Copy the lines of the listing below again, starting at the line that contains "Target: reflecting pond" and ending at the line that contains "(1238, 789)", and add 51 to every number in the point coordinates. Repeat the requests unchanged.

# WORKING DATA
* START *

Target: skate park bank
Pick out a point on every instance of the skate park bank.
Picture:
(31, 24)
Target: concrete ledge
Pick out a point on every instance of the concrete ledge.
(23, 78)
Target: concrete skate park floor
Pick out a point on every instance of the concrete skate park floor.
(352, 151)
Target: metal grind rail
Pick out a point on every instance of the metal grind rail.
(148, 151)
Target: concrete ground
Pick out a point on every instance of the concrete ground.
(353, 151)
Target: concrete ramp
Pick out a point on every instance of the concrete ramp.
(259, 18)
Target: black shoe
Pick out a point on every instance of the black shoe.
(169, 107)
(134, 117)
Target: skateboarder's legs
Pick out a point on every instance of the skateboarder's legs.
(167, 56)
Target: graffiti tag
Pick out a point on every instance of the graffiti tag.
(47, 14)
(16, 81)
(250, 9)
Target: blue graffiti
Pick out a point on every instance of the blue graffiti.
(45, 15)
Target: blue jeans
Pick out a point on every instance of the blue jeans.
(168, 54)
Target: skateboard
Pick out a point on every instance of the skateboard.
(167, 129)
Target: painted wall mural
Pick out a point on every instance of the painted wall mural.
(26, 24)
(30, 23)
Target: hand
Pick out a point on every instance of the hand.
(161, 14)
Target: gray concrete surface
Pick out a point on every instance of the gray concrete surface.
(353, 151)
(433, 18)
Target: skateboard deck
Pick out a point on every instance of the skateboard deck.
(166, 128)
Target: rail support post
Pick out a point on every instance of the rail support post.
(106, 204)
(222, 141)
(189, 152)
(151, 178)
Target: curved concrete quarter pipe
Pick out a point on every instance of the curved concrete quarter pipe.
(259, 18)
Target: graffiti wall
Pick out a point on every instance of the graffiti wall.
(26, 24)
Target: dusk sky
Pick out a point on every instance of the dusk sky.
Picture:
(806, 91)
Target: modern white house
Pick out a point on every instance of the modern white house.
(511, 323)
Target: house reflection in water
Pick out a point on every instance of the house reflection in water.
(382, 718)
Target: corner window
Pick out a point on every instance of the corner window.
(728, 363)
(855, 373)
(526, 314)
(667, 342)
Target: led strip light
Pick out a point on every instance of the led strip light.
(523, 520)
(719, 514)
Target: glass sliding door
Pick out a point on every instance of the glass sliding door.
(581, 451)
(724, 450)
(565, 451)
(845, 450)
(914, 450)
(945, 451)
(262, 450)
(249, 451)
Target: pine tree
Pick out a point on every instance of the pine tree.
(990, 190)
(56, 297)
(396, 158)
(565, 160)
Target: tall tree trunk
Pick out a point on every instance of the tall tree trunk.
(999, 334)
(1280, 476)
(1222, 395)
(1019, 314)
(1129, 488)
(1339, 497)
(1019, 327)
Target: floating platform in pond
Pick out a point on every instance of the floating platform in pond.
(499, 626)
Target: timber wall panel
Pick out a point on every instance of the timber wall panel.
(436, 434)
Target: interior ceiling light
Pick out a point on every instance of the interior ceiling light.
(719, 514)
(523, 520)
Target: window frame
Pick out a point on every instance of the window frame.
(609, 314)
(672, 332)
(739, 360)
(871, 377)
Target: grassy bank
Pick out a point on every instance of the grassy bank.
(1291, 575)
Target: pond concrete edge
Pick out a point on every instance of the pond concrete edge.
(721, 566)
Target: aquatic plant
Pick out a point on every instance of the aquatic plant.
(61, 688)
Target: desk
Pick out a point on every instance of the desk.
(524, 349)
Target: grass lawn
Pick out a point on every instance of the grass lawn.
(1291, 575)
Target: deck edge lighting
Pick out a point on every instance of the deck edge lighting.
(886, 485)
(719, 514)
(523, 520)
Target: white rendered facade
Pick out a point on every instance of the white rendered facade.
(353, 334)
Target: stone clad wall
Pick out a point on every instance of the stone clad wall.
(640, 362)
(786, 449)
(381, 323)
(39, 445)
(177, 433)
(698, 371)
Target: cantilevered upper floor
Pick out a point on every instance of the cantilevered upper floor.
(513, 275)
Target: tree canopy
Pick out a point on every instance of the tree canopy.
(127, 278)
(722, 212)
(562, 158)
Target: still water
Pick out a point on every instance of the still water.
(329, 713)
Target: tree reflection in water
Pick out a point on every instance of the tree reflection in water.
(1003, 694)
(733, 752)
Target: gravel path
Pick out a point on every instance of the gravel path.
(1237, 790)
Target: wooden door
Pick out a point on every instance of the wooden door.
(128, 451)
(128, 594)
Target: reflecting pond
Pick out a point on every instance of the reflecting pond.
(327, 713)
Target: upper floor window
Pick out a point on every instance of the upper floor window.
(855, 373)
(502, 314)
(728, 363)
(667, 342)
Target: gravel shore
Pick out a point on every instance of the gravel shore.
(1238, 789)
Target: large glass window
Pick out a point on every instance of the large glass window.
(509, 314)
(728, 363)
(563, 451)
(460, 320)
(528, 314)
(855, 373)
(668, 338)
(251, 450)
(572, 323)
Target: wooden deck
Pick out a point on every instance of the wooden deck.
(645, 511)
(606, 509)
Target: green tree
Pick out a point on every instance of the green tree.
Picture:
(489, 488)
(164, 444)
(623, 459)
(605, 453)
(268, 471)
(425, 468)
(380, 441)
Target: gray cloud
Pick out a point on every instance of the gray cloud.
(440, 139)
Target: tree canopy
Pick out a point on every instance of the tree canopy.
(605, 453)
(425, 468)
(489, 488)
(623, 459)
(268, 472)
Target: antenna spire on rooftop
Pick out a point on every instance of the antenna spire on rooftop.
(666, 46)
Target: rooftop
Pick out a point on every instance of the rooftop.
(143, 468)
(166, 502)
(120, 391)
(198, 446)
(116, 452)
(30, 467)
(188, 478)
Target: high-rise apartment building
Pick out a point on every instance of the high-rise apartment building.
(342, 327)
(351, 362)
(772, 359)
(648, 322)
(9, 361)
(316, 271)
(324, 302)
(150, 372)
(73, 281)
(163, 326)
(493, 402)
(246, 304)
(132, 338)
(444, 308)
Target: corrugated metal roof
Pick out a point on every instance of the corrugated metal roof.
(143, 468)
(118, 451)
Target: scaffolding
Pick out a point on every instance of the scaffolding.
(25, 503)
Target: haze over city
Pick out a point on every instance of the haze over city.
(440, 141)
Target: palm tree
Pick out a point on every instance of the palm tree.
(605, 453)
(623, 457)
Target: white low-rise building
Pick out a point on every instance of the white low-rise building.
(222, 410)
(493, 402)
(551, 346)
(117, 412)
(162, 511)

* END *

# RIGHT ANSWER
Target: reflecting pond
Pick out a point on every instance of the reflecting pond.
(378, 764)
Target: upper floor window
Pick out a point on every instance of the upper floor window.
(906, 424)
(553, 365)
(779, 414)
(718, 393)
Target: gravel shore
Pick out a point on every instance of the gravel shore.
(1289, 840)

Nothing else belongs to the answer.